Whilst workplaces around the world have their own sleep culture that varies in the amount of resting hours undertaken, new research reveals that to perform at our best, we should aim to have 7 hours of sleep or more each night.
It goes without saying that there are also more benefits to sleep other than just productivity, such as to our health and to our mood and we’ve previously covered further negative effects that can come from sleep deprivation.
But fresh research by Dr. Mathias Basner, Associate Professor in the Department of Psychiatry at the University of Pennsylvania Perelman School of Medicine, reveals more behind the science of not getting a full 7 hours of sleep.
According to Basner’s study, achieving only 6 hours of sleep a night means we reach similar declining levels of our cognitive skills as someone who hasn’t a had a full night’s sleep after just 10-12 days.
If you only manage 4 hours of sleep a night, then these same skills will experience an even faster decline, reaching the same type of state after just 5- 7 days.
In terms of how sleep affects our main functions and brains, Basner links sleep to contributing towards something called ‘Brain Plasticity’.
# # # # #
EXERCISE AIM =
Reproduce the text about sleep and cognitive performance word for word, in full.

(Dataset records)
# # # # #
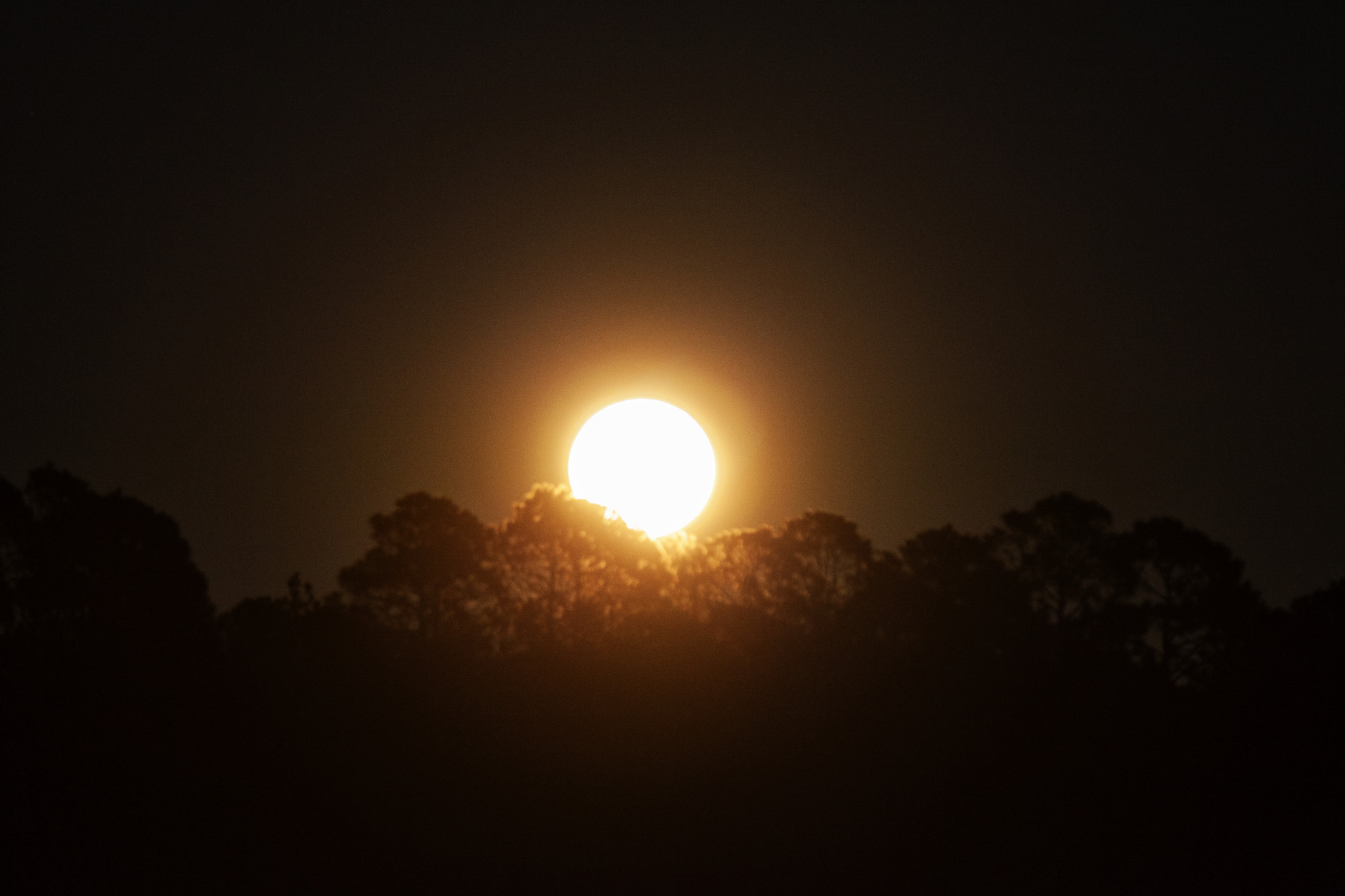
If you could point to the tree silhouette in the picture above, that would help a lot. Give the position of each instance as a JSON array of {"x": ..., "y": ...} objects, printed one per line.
[
  {"x": 571, "y": 572},
  {"x": 1201, "y": 610},
  {"x": 558, "y": 698},
  {"x": 85, "y": 567},
  {"x": 428, "y": 570},
  {"x": 1072, "y": 566}
]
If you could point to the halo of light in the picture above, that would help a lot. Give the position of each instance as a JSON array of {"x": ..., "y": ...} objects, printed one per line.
[{"x": 648, "y": 461}]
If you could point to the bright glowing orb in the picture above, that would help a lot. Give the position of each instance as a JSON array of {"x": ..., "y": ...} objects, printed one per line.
[{"x": 648, "y": 461}]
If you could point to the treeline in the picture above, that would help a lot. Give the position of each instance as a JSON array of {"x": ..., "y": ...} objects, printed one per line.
[{"x": 1056, "y": 706}]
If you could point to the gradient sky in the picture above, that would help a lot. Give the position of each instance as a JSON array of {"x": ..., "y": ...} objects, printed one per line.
[{"x": 269, "y": 269}]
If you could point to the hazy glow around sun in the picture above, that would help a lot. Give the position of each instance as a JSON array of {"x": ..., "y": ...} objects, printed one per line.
[{"x": 648, "y": 461}]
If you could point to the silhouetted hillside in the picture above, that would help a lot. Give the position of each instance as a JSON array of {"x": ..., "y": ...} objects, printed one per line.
[{"x": 560, "y": 703}]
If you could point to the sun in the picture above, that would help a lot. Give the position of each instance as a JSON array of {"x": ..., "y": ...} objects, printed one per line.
[{"x": 648, "y": 461}]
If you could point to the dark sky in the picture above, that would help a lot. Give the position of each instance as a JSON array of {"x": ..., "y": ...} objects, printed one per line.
[{"x": 269, "y": 269}]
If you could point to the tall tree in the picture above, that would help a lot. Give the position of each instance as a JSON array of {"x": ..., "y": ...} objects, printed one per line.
[
  {"x": 1072, "y": 566},
  {"x": 1200, "y": 609},
  {"x": 82, "y": 567},
  {"x": 571, "y": 571},
  {"x": 428, "y": 570}
]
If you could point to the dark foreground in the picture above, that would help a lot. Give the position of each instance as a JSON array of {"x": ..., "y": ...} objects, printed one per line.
[{"x": 304, "y": 744}]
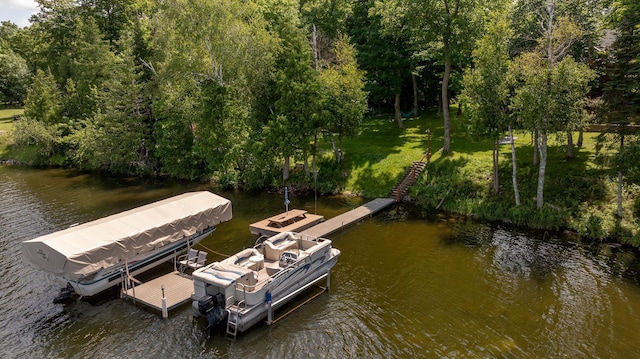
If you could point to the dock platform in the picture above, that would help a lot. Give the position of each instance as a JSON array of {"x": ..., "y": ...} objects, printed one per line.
[
  {"x": 178, "y": 288},
  {"x": 331, "y": 225}
]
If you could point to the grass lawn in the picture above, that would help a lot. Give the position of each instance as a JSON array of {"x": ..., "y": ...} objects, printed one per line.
[{"x": 579, "y": 193}]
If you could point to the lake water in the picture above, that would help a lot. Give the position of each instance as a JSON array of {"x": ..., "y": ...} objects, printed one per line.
[{"x": 404, "y": 286}]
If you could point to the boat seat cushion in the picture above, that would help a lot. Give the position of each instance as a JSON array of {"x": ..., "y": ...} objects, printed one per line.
[
  {"x": 273, "y": 252},
  {"x": 242, "y": 258}
]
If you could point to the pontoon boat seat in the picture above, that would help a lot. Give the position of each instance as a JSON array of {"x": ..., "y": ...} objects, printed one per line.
[
  {"x": 243, "y": 259},
  {"x": 194, "y": 259},
  {"x": 274, "y": 246}
]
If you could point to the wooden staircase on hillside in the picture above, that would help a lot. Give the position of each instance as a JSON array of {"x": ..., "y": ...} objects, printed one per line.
[{"x": 402, "y": 187}]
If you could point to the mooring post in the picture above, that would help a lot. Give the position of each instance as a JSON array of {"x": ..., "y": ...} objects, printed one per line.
[
  {"x": 269, "y": 309},
  {"x": 165, "y": 312}
]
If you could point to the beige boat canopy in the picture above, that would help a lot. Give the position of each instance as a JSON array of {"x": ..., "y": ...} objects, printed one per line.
[{"x": 82, "y": 250}]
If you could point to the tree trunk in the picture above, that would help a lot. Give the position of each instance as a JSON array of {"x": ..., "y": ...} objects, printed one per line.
[
  {"x": 414, "y": 109},
  {"x": 580, "y": 139},
  {"x": 496, "y": 178},
  {"x": 536, "y": 158},
  {"x": 446, "y": 147},
  {"x": 570, "y": 155},
  {"x": 335, "y": 148},
  {"x": 285, "y": 168},
  {"x": 542, "y": 148},
  {"x": 396, "y": 107},
  {"x": 514, "y": 176},
  {"x": 620, "y": 180}
]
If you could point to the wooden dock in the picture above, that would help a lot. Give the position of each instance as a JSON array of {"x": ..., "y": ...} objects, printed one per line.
[
  {"x": 178, "y": 288},
  {"x": 331, "y": 225}
]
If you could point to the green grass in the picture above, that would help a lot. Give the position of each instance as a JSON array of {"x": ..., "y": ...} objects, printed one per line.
[{"x": 580, "y": 193}]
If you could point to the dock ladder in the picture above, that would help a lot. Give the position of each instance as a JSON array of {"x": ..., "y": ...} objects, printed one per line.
[
  {"x": 410, "y": 176},
  {"x": 232, "y": 324}
]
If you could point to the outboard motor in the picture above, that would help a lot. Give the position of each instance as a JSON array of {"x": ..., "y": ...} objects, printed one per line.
[
  {"x": 66, "y": 294},
  {"x": 212, "y": 308}
]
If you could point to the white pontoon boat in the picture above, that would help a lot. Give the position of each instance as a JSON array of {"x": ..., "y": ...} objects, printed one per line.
[
  {"x": 246, "y": 287},
  {"x": 92, "y": 257}
]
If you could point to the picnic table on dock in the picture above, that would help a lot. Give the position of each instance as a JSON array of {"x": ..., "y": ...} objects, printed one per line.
[
  {"x": 293, "y": 220},
  {"x": 331, "y": 225}
]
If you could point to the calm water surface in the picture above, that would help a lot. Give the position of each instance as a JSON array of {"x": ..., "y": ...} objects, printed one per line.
[{"x": 402, "y": 288}]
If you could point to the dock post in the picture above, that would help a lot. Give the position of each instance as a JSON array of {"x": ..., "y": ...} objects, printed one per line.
[
  {"x": 165, "y": 313},
  {"x": 269, "y": 309}
]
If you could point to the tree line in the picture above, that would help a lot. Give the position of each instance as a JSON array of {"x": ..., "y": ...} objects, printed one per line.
[{"x": 238, "y": 90}]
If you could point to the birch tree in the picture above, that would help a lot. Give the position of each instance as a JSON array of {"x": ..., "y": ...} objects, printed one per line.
[{"x": 553, "y": 86}]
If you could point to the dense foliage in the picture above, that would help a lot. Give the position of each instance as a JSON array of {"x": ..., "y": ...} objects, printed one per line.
[{"x": 256, "y": 93}]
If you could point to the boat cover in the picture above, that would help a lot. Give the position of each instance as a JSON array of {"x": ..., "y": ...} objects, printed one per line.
[{"x": 82, "y": 250}]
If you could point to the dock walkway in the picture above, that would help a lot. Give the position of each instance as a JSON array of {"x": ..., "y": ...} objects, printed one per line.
[
  {"x": 331, "y": 225},
  {"x": 178, "y": 288}
]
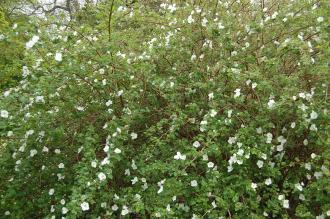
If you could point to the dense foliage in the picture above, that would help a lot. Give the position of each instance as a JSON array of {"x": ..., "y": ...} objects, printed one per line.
[{"x": 206, "y": 109}]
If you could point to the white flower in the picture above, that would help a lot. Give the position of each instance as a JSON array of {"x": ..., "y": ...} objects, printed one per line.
[
  {"x": 51, "y": 192},
  {"x": 190, "y": 19},
  {"x": 58, "y": 57},
  {"x": 196, "y": 144},
  {"x": 269, "y": 138},
  {"x": 161, "y": 189},
  {"x": 313, "y": 115},
  {"x": 134, "y": 180},
  {"x": 108, "y": 103},
  {"x": 106, "y": 148},
  {"x": 84, "y": 206},
  {"x": 302, "y": 197},
  {"x": 211, "y": 96},
  {"x": 210, "y": 164},
  {"x": 119, "y": 93},
  {"x": 313, "y": 127},
  {"x": 61, "y": 165},
  {"x": 205, "y": 157},
  {"x": 237, "y": 92},
  {"x": 80, "y": 108},
  {"x": 286, "y": 203},
  {"x": 194, "y": 183},
  {"x": 33, "y": 152},
  {"x": 40, "y": 99},
  {"x": 220, "y": 26},
  {"x": 117, "y": 151},
  {"x": 101, "y": 176},
  {"x": 4, "y": 114},
  {"x": 271, "y": 103},
  {"x": 114, "y": 207},
  {"x": 305, "y": 142},
  {"x": 125, "y": 210},
  {"x": 31, "y": 43},
  {"x": 179, "y": 156},
  {"x": 320, "y": 19},
  {"x": 134, "y": 167},
  {"x": 93, "y": 164},
  {"x": 213, "y": 113},
  {"x": 260, "y": 163},
  {"x": 268, "y": 181},
  {"x": 279, "y": 148},
  {"x": 298, "y": 186},
  {"x": 204, "y": 22},
  {"x": 64, "y": 210}
]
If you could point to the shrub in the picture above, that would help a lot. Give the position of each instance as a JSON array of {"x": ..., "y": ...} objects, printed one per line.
[{"x": 215, "y": 110}]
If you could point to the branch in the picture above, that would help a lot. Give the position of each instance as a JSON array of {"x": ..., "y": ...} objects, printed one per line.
[{"x": 109, "y": 22}]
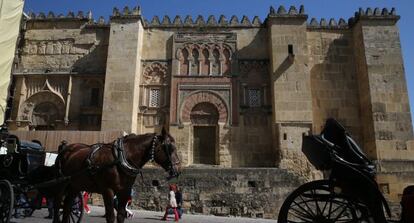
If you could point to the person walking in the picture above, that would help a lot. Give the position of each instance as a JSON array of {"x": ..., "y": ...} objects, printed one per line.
[
  {"x": 172, "y": 203},
  {"x": 179, "y": 199},
  {"x": 85, "y": 202}
]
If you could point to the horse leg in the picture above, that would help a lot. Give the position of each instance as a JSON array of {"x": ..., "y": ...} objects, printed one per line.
[
  {"x": 67, "y": 207},
  {"x": 122, "y": 201},
  {"x": 108, "y": 197},
  {"x": 57, "y": 202}
]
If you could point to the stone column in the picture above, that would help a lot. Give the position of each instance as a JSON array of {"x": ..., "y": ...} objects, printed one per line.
[
  {"x": 120, "y": 106},
  {"x": 290, "y": 86}
]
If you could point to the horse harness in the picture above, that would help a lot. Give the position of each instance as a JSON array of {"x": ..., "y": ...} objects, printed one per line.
[{"x": 118, "y": 152}]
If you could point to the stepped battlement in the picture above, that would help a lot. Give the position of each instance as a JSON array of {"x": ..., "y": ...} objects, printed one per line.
[{"x": 222, "y": 20}]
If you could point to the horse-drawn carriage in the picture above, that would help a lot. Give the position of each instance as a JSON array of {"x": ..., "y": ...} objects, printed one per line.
[
  {"x": 108, "y": 169},
  {"x": 25, "y": 180}
]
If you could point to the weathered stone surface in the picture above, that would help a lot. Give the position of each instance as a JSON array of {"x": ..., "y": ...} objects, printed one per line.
[
  {"x": 269, "y": 83},
  {"x": 248, "y": 192}
]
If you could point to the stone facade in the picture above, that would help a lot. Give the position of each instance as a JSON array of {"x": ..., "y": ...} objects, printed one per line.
[{"x": 233, "y": 93}]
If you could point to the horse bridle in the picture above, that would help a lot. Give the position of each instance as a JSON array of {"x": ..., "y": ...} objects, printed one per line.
[{"x": 166, "y": 145}]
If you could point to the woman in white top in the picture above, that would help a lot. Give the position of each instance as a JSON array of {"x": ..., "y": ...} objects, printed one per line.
[{"x": 172, "y": 203}]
# # # # #
RESPONSE TO THE EXERCISE =
Whilst workplaces around the world have their own sleep culture that varies in the amount of resting hours undertaken, new research reveals that to perform at our best, we should aim to have 7 hours of sleep or more each night.
It goes without saying that there are also more benefits to sleep other than just productivity, such as to our health and to our mood and we’ve previously covered further negative effects that can come from sleep deprivation.
But fresh research by Dr. Mathias Basner, Associate Professor in the Department of Psychiatry at the University of Pennsylvania Perelman School of Medicine, reveals more behind the science of not getting a full 7 hours of sleep.
According to Basner’s study, achieving only 6 hours of sleep a night means we reach similar declining levels of our cognitive skills as someone who hasn’t a had a full night’s sleep after just 10-12 days.
If you only manage 4 hours of sleep a night, then these same skills will experience an even faster decline, reaching the same type of state after just 5- 7 days.
In terms of how sleep affects our main functions and brains, Basner links sleep to contributing towards something called ‘Brain Plasticity’.